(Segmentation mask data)
•••

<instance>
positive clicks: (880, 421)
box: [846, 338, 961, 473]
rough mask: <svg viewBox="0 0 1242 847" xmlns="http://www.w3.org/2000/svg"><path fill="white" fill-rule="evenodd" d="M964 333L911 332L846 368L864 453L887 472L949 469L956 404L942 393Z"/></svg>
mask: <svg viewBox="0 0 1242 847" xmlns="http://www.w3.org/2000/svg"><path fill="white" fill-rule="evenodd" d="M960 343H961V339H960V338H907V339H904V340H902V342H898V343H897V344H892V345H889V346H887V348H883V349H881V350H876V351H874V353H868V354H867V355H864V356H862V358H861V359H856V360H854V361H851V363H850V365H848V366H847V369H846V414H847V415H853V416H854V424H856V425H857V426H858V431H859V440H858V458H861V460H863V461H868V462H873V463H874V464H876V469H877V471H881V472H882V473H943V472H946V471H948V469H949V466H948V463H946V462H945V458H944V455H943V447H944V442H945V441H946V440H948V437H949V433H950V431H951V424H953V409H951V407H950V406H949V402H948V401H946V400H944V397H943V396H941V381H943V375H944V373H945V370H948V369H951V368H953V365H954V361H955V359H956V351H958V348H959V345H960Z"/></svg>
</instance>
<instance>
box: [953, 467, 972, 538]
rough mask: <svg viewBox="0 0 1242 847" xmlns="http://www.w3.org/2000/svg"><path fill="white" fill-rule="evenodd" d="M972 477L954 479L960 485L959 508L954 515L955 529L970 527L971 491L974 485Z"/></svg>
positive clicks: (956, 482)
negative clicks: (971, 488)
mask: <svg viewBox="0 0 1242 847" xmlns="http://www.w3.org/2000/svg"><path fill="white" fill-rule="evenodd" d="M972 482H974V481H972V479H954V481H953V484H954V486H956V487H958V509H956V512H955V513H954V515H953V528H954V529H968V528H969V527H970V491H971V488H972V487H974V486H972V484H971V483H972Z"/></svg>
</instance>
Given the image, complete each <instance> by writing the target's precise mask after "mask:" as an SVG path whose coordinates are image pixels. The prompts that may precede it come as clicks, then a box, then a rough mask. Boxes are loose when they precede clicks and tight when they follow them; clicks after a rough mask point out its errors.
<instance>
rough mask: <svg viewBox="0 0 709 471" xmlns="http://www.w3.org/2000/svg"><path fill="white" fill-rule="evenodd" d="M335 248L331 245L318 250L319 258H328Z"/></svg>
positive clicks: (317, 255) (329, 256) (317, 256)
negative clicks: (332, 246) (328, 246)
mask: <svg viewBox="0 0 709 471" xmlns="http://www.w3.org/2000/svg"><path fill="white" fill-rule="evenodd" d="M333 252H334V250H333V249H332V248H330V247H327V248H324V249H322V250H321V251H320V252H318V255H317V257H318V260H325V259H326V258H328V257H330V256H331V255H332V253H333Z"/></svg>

•••

Each entry above is to be returned exactly as given.

<instance>
positive clicks: (880, 421)
box: [846, 338, 961, 473]
rough mask: <svg viewBox="0 0 1242 847" xmlns="http://www.w3.org/2000/svg"><path fill="white" fill-rule="evenodd" d="M964 333L911 332L846 368L864 453L887 472L949 469L956 404L942 393Z"/></svg>
mask: <svg viewBox="0 0 1242 847" xmlns="http://www.w3.org/2000/svg"><path fill="white" fill-rule="evenodd" d="M960 343H961V339H960V338H907V339H904V340H902V342H898V343H897V344H892V345H889V346H887V348H883V349H881V350H876V351H874V353H868V354H867V355H864V356H862V358H861V359H856V360H854V361H851V363H850V365H848V366H847V369H846V414H847V415H853V416H854V424H856V425H857V426H858V431H859V440H858V458H861V460H863V461H868V462H873V463H874V464H876V469H877V471H881V472H882V473H943V472H946V471H948V469H949V466H948V463H946V462H945V458H944V455H943V447H944V442H945V441H946V440H948V437H949V433H950V431H951V424H953V409H951V407H950V406H949V402H948V401H946V400H944V397H943V396H941V381H943V375H944V373H945V370H948V369H951V368H953V365H954V361H955V359H956V351H958V348H959V345H960Z"/></svg>
</instance>
<instance>
box: [953, 467, 972, 538]
rough mask: <svg viewBox="0 0 1242 847" xmlns="http://www.w3.org/2000/svg"><path fill="white" fill-rule="evenodd" d="M972 477L954 479L960 485L959 508L954 515L955 529L970 527L971 491L974 485Z"/></svg>
positive clicks: (956, 482)
negative clicks: (971, 488)
mask: <svg viewBox="0 0 1242 847" xmlns="http://www.w3.org/2000/svg"><path fill="white" fill-rule="evenodd" d="M972 482H974V481H972V479H954V481H953V484H954V486H956V487H958V509H956V512H955V513H954V515H953V528H954V529H968V528H969V527H970V491H971V488H972V487H974V486H972V484H971V483H972Z"/></svg>
</instance>
Given the image, complete each <instance> by writing the target's precise mask after "mask:" as an SVG path whose coordinates are image pixels. The prompts that may precede it come as clicks, then a box, then a rough mask. Boxes are loose when they precede clicks and tight when they follow them; clicks after a rough mask point out its errors.
<instance>
rough mask: <svg viewBox="0 0 709 471" xmlns="http://www.w3.org/2000/svg"><path fill="white" fill-rule="evenodd" d="M335 248L331 245L318 250L319 258H328Z"/></svg>
positive clicks: (317, 255) (329, 256) (317, 256)
negative clicks: (332, 246) (328, 246)
mask: <svg viewBox="0 0 709 471" xmlns="http://www.w3.org/2000/svg"><path fill="white" fill-rule="evenodd" d="M333 252H334V250H333V249H332V248H330V247H327V248H324V249H322V250H321V251H320V252H318V255H317V257H318V260H325V259H326V258H328V257H330V256H331V255H332V253H333Z"/></svg>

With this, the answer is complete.